Raw records
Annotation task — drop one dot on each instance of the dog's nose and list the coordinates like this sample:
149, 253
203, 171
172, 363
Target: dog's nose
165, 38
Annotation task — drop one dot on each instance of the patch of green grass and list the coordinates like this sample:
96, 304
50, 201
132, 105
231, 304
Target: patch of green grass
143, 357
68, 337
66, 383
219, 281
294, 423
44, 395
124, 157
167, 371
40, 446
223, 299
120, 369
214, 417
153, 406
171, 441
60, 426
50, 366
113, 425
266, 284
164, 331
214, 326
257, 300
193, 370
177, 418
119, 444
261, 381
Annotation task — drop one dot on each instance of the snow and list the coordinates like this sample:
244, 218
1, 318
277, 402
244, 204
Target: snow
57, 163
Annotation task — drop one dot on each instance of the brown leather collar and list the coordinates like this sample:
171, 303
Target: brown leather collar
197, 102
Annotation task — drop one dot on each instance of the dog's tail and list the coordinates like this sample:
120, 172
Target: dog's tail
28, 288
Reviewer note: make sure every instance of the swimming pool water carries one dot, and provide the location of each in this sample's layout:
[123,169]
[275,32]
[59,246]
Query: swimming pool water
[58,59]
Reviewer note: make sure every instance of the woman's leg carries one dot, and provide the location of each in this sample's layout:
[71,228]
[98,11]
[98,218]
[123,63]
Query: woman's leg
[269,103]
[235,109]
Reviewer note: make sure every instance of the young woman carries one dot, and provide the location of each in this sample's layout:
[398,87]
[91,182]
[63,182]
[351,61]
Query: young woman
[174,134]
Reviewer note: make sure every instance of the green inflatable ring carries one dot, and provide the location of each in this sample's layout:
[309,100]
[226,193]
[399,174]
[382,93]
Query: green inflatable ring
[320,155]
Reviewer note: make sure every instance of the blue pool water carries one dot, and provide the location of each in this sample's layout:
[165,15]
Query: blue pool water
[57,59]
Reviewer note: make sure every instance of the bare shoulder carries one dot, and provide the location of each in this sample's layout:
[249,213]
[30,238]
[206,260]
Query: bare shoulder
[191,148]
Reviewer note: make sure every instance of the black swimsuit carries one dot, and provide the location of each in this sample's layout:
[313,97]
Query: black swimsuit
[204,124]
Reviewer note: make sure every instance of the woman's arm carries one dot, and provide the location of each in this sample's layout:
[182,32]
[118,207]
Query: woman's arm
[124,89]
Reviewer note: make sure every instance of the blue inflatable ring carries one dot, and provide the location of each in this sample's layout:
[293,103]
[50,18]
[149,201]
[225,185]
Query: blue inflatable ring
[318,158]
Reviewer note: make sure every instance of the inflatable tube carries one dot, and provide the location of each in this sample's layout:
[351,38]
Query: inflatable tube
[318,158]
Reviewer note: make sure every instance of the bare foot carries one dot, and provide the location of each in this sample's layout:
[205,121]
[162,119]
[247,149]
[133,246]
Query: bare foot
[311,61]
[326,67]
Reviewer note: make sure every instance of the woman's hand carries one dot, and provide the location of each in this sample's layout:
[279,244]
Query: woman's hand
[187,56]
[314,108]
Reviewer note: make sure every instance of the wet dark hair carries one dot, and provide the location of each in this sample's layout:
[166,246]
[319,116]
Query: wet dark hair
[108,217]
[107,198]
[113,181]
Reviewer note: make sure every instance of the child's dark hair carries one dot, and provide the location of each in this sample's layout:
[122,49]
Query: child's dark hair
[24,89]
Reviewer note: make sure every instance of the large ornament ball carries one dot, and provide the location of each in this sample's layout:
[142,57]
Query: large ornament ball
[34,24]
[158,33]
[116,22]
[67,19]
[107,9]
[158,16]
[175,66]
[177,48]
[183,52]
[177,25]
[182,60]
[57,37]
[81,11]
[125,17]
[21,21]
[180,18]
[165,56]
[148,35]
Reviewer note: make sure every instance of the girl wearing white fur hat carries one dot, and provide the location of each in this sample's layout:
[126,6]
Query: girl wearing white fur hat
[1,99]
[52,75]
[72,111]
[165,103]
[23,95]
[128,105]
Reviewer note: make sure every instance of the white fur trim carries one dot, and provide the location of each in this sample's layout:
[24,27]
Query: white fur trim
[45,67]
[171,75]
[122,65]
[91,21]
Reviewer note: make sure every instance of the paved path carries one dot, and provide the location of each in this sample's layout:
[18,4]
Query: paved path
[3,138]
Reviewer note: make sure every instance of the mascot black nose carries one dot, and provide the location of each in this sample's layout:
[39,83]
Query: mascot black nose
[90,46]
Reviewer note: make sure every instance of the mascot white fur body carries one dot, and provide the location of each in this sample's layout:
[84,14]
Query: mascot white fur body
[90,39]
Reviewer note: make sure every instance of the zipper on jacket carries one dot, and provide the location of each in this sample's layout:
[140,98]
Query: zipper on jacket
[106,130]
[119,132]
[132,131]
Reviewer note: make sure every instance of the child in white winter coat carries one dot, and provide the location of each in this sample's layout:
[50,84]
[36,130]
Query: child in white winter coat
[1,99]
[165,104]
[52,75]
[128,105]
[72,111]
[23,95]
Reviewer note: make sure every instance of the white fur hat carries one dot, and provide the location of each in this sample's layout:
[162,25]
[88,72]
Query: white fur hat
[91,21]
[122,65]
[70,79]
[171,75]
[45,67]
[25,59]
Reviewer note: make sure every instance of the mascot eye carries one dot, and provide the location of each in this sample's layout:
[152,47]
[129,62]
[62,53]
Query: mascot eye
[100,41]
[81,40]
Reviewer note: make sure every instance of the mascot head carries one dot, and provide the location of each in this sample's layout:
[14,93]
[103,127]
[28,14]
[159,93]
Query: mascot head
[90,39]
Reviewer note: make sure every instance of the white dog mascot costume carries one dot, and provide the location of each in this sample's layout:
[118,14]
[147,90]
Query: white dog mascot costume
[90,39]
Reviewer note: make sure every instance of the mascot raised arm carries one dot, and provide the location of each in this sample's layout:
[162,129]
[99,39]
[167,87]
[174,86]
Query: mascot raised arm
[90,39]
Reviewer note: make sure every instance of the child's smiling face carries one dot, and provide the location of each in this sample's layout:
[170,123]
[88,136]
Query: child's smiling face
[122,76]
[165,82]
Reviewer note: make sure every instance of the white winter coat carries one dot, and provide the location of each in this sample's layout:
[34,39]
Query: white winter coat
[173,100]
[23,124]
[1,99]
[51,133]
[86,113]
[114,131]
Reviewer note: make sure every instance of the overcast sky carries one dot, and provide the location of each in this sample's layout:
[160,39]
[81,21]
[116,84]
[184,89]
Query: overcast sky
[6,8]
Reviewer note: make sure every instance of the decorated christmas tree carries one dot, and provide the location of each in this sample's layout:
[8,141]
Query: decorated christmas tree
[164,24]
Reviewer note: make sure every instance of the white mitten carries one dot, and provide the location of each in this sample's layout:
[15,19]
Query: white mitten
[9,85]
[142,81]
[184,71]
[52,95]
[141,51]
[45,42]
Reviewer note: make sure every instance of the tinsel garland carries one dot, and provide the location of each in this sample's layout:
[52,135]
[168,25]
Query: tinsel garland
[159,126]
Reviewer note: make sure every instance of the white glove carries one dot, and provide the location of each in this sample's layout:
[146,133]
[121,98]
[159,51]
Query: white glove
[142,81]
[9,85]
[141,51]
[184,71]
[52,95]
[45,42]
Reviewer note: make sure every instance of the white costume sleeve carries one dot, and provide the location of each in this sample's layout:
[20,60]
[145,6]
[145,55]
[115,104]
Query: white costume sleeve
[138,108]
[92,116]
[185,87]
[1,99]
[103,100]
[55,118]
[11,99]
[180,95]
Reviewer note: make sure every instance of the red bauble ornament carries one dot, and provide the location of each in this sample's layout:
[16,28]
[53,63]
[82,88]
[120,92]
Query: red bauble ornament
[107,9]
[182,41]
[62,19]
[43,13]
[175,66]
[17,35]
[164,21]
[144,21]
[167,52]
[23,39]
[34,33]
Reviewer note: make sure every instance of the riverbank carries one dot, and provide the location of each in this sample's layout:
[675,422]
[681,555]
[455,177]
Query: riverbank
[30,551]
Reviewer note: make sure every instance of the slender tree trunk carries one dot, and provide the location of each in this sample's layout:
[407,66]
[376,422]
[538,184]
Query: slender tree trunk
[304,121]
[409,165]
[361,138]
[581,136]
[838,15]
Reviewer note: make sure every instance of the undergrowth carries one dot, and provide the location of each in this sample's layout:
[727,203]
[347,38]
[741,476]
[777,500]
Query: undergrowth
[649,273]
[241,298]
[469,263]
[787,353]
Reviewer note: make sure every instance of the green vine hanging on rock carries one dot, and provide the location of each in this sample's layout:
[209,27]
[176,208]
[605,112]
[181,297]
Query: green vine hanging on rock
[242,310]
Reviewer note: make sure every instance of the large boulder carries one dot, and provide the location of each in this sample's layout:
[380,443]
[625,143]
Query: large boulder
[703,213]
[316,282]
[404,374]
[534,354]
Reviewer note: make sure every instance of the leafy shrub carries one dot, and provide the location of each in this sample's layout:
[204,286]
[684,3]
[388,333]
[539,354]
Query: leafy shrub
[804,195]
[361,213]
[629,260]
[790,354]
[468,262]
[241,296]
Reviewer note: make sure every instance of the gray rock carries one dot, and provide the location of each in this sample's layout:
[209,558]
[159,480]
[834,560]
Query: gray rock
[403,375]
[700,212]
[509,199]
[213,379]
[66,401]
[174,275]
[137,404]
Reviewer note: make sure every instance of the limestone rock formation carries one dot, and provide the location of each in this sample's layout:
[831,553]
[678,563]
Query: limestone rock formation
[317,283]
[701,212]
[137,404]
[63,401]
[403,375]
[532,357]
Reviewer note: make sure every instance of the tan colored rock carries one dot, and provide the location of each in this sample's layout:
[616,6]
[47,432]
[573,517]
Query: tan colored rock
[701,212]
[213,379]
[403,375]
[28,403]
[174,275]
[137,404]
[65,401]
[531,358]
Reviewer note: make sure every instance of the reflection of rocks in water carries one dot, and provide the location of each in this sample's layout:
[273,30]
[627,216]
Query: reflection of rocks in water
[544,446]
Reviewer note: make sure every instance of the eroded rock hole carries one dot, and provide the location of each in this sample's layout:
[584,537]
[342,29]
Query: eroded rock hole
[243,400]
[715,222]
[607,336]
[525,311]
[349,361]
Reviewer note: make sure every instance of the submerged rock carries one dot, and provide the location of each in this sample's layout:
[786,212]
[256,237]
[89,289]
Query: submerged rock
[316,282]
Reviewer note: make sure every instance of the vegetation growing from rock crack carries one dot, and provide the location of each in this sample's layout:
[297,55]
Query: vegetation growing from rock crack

# Work to complete
Using the material above, reproduce exactly the line that contains "Reviewer note: make sure every instance of the green vine" and all lines after it through the last one, and only those.

# Answer to this task
Reviewer note: make sure every instance of the green vine hanging on rock carries one dot, and provide the location of each in this sample's layout:
[209,27]
[176,208]
[605,112]
[181,297]
Query: green vine hanging on rock
[242,310]
Reviewer note: make sure every instance of the large boulder carries one dot, and provide the location of each in this sample's layout:
[380,443]
[625,143]
Query: large boulder
[703,213]
[316,282]
[404,374]
[534,354]
Reviewer note: make sure every instance of the leafy shrub carries one dot, and provide the location of each in this sample's layout:
[204,286]
[684,3]
[388,333]
[539,354]
Query: leafy shrub
[804,195]
[361,213]
[629,260]
[790,354]
[468,262]
[241,296]
Reviewer note: make sure every instance of the gray rock carries one dot, and provide the location of each in this sample's layout:
[209,558]
[159,480]
[834,560]
Query: gray rock
[403,375]
[700,212]
[509,199]
[213,379]
[66,401]
[174,275]
[137,404]
Reviewer note: make sure every instance of the limestone rock formation carries one dot, and provide the location of each in this sample's layout:
[831,553]
[678,563]
Query: limestone rock formation
[317,283]
[701,212]
[137,404]
[63,401]
[403,375]
[532,357]
Reviewer note: make sure every instance of the tan colored rock carries one dot, and provide the location of each in this sample's layout:
[616,6]
[47,432]
[573,517]
Query: tan colored rock
[701,212]
[213,379]
[403,375]
[28,403]
[174,275]
[137,404]
[65,401]
[531,358]
Reviewer note: make sure every instance of the reflection of rocks in water carries one dot, and provide the location of each in this sample's layout:
[273,30]
[627,216]
Query: reflection of rocks in water
[544,446]
Reviewer note: make sure every instance of the eroded rock hole carries one dot, and provide the location of each in this sample's layout:
[584,537]
[342,29]
Query: eroded rock hole
[243,400]
[715,222]
[607,336]
[525,311]
[349,361]
Reviewer note: make sure every instance of the submerged rock carries one dot, and provide the location of each in this sample's layout:
[786,212]
[256,237]
[89,289]
Query: submerged rock
[316,282]
Reviewer note: make sure every instance of the vegetation growing from rock crack carries one dot, and provide the location of each in this sample's layout:
[297,55]
Query: vegetation growing from rock crack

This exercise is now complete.